## PROVIDED TEXT:
1943 Ontario Liberal Party leadership election
- Date: April 30, 1943
- Convention: King Edward Hotel, Toronto, Ontario
- Resigning leader: Gordon Daniel Conant
- Won by: Harry Nixon
- Ballots: 1
- Candidates: 4

= 1943 Ontario Liberal Party leadership election =

1943 leadership election of the Ontario Liberal Party

The 1943 Ontario Liberal Party leadership election was held on April 30, 1943, at the King Edward Hotel in Toronto to choose a new leader of the Ontario Liberal Party. The convention was won on the first ballot by Harry Nixon, who succeeded Gordon Daniel Conant as party leader and subsequently became Premier of Ontario.

The leadership contest followed the resignation of former premier Mitchell Hepburn, who had left office in October 1942 after a period of internal conflict within the Liberal government and party. Hepburn was succeeded as premier by Conant, who had served as attorney general. Because the Liberals were still in government, the leadership race also determined who would become premier.

Conant initially sought to remain leader and premier, but he withdrew from the race after suffering a collapse shortly before the convention vote. With Conant hospitalized, Thomas McQuesten was serving as acting premier on the day Nixon was elected leader.

==Background==
The leadership contest took place during the final months of the Liberal government first elected under Mitchell Hepburn in the 1934 Ontario general election. Hepburn resigned as premier in October 1942 and was succeeded by Gordon Daniel Conant, who had served as attorney general in Hepburn's government.

Although Conant became premier, the question of the permanent party leadership remained unsettled. A leadership convention was called for April 1943, less than four months before the 1943 Ontario general election. Because the Liberals were still in office, the convention would also determine who was expected to become premier.

Conant was a candidate for the leadership, but withdrew after suffering a collapse shortly before the convention vote. With Conant hospitalized, Thomas McQuesten was serving as acting premier when Harry Nixon was elected leader on April 30, 1943. Nixon was sworn in as premier on May 18, 1943.

==Candidates==

- Thomas McQuesten, 60, was the MPP for Hamilton—Wentworth and a senior cabinet minister. He had served as Minister of Public Works and Highways and as Minister of Municipal Affairs.

## DATASET:
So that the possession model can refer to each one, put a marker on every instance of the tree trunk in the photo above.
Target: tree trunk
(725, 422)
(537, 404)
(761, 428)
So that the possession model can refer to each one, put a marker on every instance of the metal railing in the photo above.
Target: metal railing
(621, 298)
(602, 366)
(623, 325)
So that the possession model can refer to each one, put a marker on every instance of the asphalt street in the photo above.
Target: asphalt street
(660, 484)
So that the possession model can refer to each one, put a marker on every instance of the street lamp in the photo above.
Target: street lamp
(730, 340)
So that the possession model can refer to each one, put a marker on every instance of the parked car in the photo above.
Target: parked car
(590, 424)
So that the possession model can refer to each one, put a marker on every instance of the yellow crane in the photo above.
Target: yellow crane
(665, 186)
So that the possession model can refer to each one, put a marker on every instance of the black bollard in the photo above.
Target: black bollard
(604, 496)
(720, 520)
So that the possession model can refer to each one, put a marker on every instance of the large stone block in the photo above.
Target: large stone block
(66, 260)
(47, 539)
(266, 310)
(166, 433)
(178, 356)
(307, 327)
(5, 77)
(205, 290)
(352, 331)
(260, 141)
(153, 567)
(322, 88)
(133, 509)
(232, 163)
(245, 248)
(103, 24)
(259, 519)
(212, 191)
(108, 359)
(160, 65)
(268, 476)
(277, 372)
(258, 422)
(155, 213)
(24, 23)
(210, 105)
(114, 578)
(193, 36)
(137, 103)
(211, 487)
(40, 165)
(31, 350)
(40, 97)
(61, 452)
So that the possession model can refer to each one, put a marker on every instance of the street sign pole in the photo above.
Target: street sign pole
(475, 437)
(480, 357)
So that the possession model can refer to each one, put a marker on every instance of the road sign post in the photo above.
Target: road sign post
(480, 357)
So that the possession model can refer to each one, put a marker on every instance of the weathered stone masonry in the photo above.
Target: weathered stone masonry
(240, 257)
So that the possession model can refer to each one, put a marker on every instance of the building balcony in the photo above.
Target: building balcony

## EXERCISE SET:
a. Answer from the article on the 1943 Ontario Liberal Party leadership election:
(i) In which hotel was the convention held?
(ii) What post had Gordon Daniel Conant held in Hepburn's government?
(iii) On what date was Harry Nixon sworn in as premier?
b. Extend the article on the 1943 Ontario Liberal Party leadership election from the point where it stops.
You won't need the items for any of this.

## ANSWERS FOR THE TASKS:
a.
(i) The King Edward Hotel in Toronto
(ii) Attorney general
(iii) May 18, 1943

b.
- Harry Nixon, 52, was the MPP for Brant. First elected in 1919 as a United Farmers of Ontario member, he later sat as a Progressive and Liberal-Progressive before joining the Liberals. Nixon had served as Provincial Secretary and Registrar of Ontario under both E. C. Drury and Mitchell Hepburn, and had led the Progressive and Liberal-Progressive group before joining the Liberal government.

- Arthur Roebuck, 65, was the federal Liberal MP for Trinity. He had previously served as MPP for Bellwoods and as Attorney General of Ontario in Hepburn's first government.

- Walter Thomson, 48, was a lawyer and rancher from Hastings County. He later served as a federal Liberal MP and became leader of the Ontario Liberal Party after the 1950 Ontario Liberal Party leadership election.

===Withdrawn candidate===

- Gordon Daniel Conant was the incumbent premier and former attorney general. He had been expected to contest the leadership but withdrew after suffering a collapse hours before the leadership vote.

==Results==
Results were as follows:

| Candidate | Votes | % |
|---|---|---|
| Harry Nixon | 418 | 74.0 |
| Arthur Roebuck | 85 | 15.0 |
| Thomas McQuesten | 40 | 7.1 |
| Walter Thomson | 22 | 3.9 |
| Total | 573 | 100.0 |

There were 8 spoiled ballots.

The results were reported by the Toronto Daily Star on May 1, 1943.

==Aftermath==

Nixon did not immediately become premier after winning the leadership. Because Conant was ill and still formally premier, McQuesten served as acting premier while arrangements were made for the transfer of office. Nixon was sworn in as premier on May 18, 1943.